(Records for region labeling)
•••••
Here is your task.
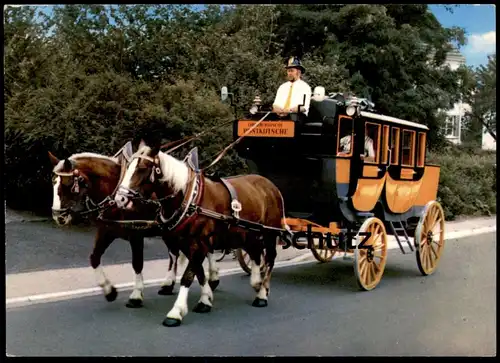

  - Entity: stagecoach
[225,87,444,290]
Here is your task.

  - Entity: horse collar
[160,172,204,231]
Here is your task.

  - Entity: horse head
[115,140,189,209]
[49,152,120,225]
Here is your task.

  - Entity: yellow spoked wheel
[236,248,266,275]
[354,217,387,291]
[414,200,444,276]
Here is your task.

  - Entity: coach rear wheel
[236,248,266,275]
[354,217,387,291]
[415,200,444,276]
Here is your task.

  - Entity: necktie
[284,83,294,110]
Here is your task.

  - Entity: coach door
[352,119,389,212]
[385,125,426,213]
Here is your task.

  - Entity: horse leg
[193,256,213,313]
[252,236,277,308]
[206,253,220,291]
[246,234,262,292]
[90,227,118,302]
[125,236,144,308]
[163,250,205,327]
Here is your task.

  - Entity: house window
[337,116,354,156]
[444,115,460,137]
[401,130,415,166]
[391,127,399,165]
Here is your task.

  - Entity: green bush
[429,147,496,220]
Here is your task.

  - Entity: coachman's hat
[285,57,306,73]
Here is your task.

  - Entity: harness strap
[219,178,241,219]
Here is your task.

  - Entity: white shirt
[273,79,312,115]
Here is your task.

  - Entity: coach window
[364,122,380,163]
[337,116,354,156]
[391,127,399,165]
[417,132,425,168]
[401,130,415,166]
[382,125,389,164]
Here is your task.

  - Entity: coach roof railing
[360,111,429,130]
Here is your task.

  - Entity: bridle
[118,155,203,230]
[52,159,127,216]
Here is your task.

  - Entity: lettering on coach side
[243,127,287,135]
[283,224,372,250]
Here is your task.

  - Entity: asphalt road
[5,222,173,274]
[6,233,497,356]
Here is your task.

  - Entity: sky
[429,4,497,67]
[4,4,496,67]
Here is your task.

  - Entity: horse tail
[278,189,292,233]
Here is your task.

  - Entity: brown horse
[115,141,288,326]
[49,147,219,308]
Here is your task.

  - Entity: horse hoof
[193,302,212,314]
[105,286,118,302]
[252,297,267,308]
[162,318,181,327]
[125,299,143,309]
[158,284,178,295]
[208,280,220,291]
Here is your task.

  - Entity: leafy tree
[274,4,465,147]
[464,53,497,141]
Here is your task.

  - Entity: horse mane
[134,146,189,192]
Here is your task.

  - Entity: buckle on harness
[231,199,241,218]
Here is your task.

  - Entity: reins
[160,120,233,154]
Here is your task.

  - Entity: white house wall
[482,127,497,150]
•••••
Short task
Rewrite all lines of the records above as a Markdown table with the columns "Row" and "Line." Omit blank lines and the pictures.

Exercise response
| Row | Line |
|---|---|
| 1 | Here is your task. |
| 2 |   - Entity: stagecoach |
| 3 | [225,87,444,290] |
| 4 | Here is your task. |
| 5 |   - Entity: horse collar |
| 6 | [160,172,204,231] |
| 7 | Here is your task. |
| 8 |   - Entity: horse head |
| 9 | [115,140,189,209] |
| 10 | [49,152,120,225] |
| 11 | Here is your task. |
| 12 |   - Entity: yellow spoked wheel |
| 13 | [236,248,266,275] |
| 14 | [354,217,387,291] |
| 15 | [414,200,444,276] |
| 16 | Here is your task. |
| 17 |   - Entity: coach rear wheel |
| 18 | [236,248,266,275] |
| 19 | [354,217,387,291] |
| 20 | [415,200,444,276] |
| 21 | Here is your task. |
| 22 |   - Entity: necktie |
| 23 | [284,83,294,110] |
| 24 | Here is your task. |
| 25 |   - Entity: coach door |
| 26 | [352,119,389,212] |
| 27 | [385,125,426,213] |
| 28 | Here is your task. |
| 29 |   - Entity: horse leg |
| 30 | [193,256,213,313] |
| 31 | [252,236,277,308] |
| 32 | [206,253,220,291] |
| 33 | [246,234,262,292] |
| 34 | [90,227,118,302] |
| 35 | [125,236,144,308] |
| 36 | [163,250,205,327] |
| 37 | Here is your task. |
| 38 |   - Entity: house window |
| 39 | [337,116,354,156] |
| 40 | [444,115,460,137] |
| 41 | [401,130,415,166] |
| 42 | [391,127,399,165] |
| 43 | Here is your task. |
| 44 |   - Entity: green bush |
| 45 | [429,147,496,220] |
| 46 | Here is your task. |
| 47 |   - Entity: coachman's hat |
| 48 | [285,57,306,73] |
| 49 | Here is your task. |
| 50 |   - Entity: harness strap |
| 51 | [219,178,241,219] |
| 52 | Here is your task. |
| 53 |   - Entity: white shirt |
| 54 | [273,79,312,115] |
| 55 | Here is your task. |
| 56 |   - Entity: coach window |
| 57 | [364,122,380,163] |
| 58 | [337,116,354,156] |
| 59 | [391,127,399,165] |
| 60 | [417,132,425,168] |
| 61 | [401,130,415,166] |
| 62 | [382,125,389,164] |
| 63 | Here is your task. |
| 64 |   - Entity: coach roof railing |
| 65 | [360,111,429,130] |
| 66 | Here is your task. |
| 67 |   - Entity: bridle |
| 68 | [118,155,203,230] |
| 69 | [52,159,127,216] |
| 70 | Here is your task. |
| 71 |   - Entity: lettering on coach side |
| 72 | [243,127,287,135] |
| 73 | [283,224,372,250] |
| 74 | Here is your task. |
| 75 |   - Entity: asphalt road |
| 76 | [5,222,173,274] |
| 77 | [6,233,497,356] |
| 78 | Here is your task. |
| 79 |   - Entity: sky |
| 80 | [429,4,497,67] |
| 81 | [4,4,496,67] |
| 82 | Here is your task. |
| 83 |   - Entity: horse tail |
| 84 | [278,189,292,233] |
| 85 | Here is your task. |
| 86 |   - Entity: brown horse |
| 87 | [115,141,288,326] |
| 88 | [49,147,219,308] |
| 89 | Here is your task. |
| 90 |   - Entity: horse hoof |
| 91 | [193,302,212,314] |
| 92 | [105,286,118,302] |
| 93 | [252,297,267,308] |
| 94 | [162,318,181,327] |
| 95 | [125,299,143,309] |
| 96 | [158,284,178,295] |
| 97 | [208,280,220,291] |
| 98 | Here is your task. |
| 99 |   - Entity: leafy tree |
| 100 | [274,4,465,147] |
| 101 | [464,53,497,141] |
| 102 | Here is your task. |
| 103 |   - Entity: horse mane |
| 104 | [134,146,189,192] |
| 105 | Here is your task. |
| 106 |   - Entity: buckle on harness |
| 107 | [231,199,241,218] |
| 108 | Here is your task. |
| 109 |   - Entity: reins |
| 110 | [160,120,233,154] |
| 111 | Here is your task. |
| 112 |   - Entity: white house wall |
| 113 | [482,127,497,150] |